→ **EXERCISE GOAL**:
In the listing below, repeat word for word every line from the one containing "For every <instance>" through the one containing "negative clicks: (27, 514) (432, 492)", including both of those lines.

[DATA EXCERPTS Boundary: Start]

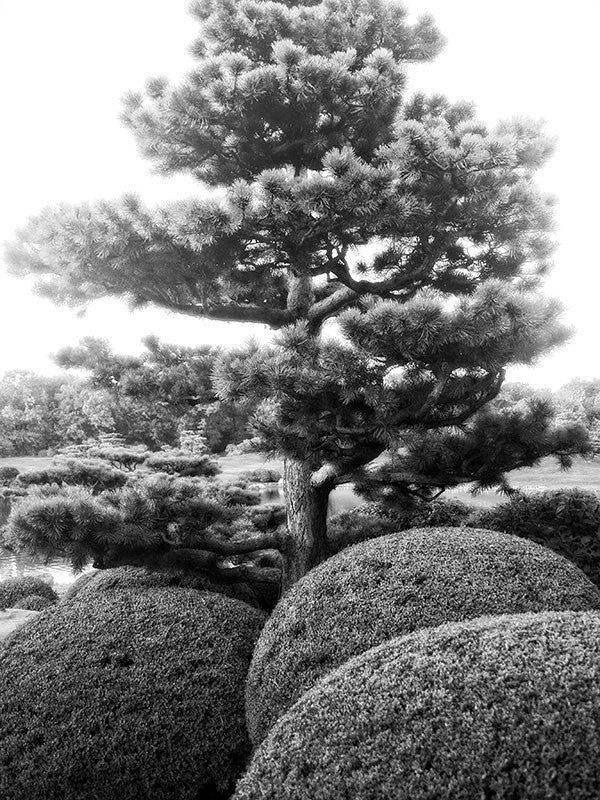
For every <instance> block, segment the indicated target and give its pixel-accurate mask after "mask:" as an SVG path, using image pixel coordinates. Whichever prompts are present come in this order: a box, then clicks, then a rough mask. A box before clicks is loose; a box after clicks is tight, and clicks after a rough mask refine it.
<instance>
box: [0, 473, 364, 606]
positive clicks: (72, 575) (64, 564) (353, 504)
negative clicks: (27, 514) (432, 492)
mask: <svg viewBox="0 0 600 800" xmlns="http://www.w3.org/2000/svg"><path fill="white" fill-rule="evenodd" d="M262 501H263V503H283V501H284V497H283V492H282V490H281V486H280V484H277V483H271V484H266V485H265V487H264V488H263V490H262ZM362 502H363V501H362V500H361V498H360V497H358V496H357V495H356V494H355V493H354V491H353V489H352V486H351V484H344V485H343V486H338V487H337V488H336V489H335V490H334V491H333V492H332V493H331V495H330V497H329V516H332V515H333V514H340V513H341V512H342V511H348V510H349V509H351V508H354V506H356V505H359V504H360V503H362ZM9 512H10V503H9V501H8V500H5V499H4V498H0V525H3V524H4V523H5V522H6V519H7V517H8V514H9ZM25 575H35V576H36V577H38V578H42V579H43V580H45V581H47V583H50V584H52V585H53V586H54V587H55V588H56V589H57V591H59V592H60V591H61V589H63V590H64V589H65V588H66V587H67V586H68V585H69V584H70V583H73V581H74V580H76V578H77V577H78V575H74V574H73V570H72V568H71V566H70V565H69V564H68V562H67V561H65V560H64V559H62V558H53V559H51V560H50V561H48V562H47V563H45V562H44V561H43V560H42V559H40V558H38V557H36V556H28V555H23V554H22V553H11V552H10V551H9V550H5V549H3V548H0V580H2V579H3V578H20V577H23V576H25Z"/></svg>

[DATA EXCERPTS Boundary: End]
[DATA EXCERPTS Boundary: Start]

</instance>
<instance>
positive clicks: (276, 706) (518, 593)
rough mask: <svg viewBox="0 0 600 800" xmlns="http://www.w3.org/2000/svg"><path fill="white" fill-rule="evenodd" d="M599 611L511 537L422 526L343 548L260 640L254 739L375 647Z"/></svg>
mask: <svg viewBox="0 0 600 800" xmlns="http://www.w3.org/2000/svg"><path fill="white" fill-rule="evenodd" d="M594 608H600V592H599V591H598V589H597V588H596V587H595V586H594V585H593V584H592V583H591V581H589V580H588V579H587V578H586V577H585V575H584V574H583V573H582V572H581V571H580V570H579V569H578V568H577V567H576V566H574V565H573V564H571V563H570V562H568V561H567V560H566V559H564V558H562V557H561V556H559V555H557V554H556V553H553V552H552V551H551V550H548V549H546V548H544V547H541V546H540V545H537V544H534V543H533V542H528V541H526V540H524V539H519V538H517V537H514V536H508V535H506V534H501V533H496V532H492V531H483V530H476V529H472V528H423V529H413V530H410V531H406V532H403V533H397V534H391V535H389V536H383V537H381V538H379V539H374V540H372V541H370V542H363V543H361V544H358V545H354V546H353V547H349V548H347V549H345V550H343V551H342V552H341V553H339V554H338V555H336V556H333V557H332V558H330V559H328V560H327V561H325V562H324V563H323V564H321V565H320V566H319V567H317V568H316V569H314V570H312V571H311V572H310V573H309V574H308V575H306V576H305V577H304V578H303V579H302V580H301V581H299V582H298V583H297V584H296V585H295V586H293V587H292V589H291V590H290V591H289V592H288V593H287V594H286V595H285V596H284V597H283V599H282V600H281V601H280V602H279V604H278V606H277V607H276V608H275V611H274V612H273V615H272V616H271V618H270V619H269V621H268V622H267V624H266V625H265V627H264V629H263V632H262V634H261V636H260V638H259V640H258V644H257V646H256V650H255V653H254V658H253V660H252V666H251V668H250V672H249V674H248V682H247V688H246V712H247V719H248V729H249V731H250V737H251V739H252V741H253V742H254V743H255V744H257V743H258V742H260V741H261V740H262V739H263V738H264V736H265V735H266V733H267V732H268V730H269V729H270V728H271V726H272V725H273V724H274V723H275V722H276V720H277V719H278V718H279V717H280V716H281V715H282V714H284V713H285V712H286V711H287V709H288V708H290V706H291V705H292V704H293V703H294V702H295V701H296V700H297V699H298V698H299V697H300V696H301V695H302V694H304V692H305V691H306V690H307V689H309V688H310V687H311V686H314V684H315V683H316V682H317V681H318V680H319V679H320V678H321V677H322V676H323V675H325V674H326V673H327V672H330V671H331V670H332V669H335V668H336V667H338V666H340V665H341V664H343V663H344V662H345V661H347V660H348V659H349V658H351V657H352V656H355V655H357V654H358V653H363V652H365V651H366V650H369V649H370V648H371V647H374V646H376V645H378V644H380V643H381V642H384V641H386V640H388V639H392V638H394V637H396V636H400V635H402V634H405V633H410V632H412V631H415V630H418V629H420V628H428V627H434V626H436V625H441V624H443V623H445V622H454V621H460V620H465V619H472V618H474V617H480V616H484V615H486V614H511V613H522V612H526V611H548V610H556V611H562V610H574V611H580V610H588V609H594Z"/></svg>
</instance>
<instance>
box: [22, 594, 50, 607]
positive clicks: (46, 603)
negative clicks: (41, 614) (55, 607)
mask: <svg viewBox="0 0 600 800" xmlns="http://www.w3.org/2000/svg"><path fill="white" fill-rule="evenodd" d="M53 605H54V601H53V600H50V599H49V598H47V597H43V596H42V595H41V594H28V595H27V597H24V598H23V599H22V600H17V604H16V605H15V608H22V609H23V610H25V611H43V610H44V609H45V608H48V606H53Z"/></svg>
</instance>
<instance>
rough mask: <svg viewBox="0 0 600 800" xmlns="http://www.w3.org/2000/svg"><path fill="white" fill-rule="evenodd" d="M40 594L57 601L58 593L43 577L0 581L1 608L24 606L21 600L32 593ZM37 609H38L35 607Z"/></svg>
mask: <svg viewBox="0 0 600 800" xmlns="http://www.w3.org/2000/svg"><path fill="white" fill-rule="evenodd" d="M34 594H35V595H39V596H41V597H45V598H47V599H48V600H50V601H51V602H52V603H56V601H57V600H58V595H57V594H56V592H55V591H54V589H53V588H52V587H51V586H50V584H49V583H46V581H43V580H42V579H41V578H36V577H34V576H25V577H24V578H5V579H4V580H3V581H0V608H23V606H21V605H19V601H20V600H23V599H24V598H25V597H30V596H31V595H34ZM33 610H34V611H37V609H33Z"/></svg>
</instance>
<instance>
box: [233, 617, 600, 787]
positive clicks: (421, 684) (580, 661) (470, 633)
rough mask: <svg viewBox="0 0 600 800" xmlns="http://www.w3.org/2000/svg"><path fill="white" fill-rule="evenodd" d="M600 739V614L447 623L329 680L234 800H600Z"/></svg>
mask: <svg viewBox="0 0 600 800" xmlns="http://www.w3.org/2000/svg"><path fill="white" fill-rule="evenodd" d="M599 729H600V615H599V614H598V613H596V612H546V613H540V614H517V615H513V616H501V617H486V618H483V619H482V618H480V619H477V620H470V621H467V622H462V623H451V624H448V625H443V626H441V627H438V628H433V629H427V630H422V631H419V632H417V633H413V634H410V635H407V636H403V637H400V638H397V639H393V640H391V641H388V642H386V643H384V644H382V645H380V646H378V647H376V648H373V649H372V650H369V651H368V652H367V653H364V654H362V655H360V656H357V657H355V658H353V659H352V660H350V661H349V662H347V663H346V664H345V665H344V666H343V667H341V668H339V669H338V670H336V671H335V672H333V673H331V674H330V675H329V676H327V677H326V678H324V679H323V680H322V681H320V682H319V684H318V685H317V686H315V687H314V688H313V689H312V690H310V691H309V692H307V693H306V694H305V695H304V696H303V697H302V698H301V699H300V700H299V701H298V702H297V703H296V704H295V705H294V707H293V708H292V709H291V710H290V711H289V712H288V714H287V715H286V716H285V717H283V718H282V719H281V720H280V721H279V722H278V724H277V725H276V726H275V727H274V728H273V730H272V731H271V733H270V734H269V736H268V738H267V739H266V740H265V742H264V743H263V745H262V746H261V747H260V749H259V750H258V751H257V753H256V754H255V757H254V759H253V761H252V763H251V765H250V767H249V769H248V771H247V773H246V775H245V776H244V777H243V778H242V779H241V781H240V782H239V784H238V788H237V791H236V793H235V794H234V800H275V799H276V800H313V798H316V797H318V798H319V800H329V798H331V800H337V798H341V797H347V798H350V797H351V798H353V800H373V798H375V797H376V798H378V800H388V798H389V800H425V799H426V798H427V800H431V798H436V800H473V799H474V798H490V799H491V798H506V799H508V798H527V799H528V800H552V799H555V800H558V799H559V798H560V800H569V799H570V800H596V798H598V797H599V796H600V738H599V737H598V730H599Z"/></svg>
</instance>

[DATA EXCERPTS Boundary: End]

→ **ANSWER BOX**:
For every <instance> block, segment the indicated target and give its pixel-accurate mask after "mask:" as an SVG path, using image pixel coordinates. Whichever prompts are present come in this order: a box, then clicks, then a rough mask. A box before clicks is loose; a box after clicks is tight, and clicks after a rough mask refine it.
<instance>
box: [0, 473, 364, 606]
positive clicks: (72, 575) (64, 564) (353, 504)
negative clicks: (27, 514) (432, 492)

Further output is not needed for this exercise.